**WHAT THIS TASK INVOLVES**
Rewrite the entries below, swapping each occurrence of "segmentation" for "mask" and keeping everything else the same.

**Dataset records**
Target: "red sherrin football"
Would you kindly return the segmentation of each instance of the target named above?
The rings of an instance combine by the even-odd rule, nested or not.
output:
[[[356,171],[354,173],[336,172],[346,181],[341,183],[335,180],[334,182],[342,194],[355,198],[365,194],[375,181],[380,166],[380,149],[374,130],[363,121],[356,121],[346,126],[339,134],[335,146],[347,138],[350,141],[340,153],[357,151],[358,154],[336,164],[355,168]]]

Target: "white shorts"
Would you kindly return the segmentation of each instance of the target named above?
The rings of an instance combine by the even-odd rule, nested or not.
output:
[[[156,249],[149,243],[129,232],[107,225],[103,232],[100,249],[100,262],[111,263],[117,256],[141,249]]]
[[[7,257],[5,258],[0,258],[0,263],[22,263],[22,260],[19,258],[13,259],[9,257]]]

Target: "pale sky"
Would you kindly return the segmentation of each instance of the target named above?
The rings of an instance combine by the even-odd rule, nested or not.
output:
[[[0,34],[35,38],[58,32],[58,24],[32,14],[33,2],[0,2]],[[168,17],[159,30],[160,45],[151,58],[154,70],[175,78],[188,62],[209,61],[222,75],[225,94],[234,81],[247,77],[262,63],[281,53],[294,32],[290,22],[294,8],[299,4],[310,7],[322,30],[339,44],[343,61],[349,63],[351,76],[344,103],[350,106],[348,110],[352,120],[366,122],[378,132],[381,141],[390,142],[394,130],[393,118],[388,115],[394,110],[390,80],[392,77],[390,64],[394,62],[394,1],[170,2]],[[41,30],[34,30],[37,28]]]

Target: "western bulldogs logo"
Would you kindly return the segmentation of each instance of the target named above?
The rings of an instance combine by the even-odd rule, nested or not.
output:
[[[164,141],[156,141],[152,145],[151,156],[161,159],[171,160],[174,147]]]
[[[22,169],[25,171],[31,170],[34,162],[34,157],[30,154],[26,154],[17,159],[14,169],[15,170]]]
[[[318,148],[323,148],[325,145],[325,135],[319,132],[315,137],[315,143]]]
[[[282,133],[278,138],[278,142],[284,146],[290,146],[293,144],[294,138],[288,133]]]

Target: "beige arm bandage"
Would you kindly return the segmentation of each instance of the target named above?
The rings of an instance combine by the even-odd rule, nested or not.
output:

**RIGHT ANSWER**
Target: "red sherrin football"
Would you kindly return the mask of each instance of the target named above?
The rings of an instance combine by the even-odd rule, nested or not.
output:
[[[356,171],[354,173],[336,172],[346,181],[341,183],[335,180],[334,182],[342,194],[355,198],[365,194],[375,181],[380,166],[380,149],[374,130],[363,121],[356,121],[346,126],[339,134],[335,146],[347,138],[350,141],[340,153],[357,151],[358,154],[336,164],[355,168]]]

Target: "white shorts"
Would you kindly return the mask of each instance of the target named above?
The rings of an instance combine by the even-odd rule, nested or not.
output:
[[[156,249],[149,243],[129,232],[107,225],[103,232],[100,249],[100,262],[111,263],[117,256],[141,249]]]
[[[7,257],[5,258],[0,258],[0,263],[22,263],[22,260],[19,258],[13,259],[9,257]]]

Target: "pale sky"
Would you kindly return the mask of each instance of the target named above?
The rings of an instance combine by the even-odd rule, nested or not.
output:
[[[0,34],[35,38],[58,32],[58,24],[32,14],[33,2],[0,2]],[[168,17],[159,30],[160,45],[151,58],[154,70],[175,78],[188,62],[209,61],[222,75],[225,94],[234,81],[247,77],[262,63],[281,53],[294,32],[290,22],[294,8],[299,4],[310,7],[322,30],[339,44],[343,61],[349,63],[351,76],[344,103],[350,106],[348,110],[352,120],[366,122],[378,132],[381,141],[390,142],[394,130],[393,118],[388,115],[394,110],[390,80],[392,77],[390,64],[394,62],[394,1],[170,2]],[[41,30],[34,30],[37,28]]]

Target: "western bulldogs logo"
Would you kindly return the mask of each instance of the target named above?
The rings of an instance combine by the even-odd rule, nested or not.
output:
[[[164,141],[156,141],[152,145],[151,156],[161,159],[171,160],[174,147]]]
[[[22,169],[25,171],[31,170],[34,162],[34,157],[30,154],[26,154],[17,159],[14,169],[15,170]]]
[[[318,148],[323,148],[325,145],[325,135],[319,132],[315,137],[315,143]]]
[[[282,133],[278,138],[278,142],[284,146],[290,146],[293,144],[294,138],[288,133]]]

Target: "beige arm bandage"
Would you kindly return the mask of each instance of the target named above?
The rings of an instance combine by the even-odd rule, nested or not.
output:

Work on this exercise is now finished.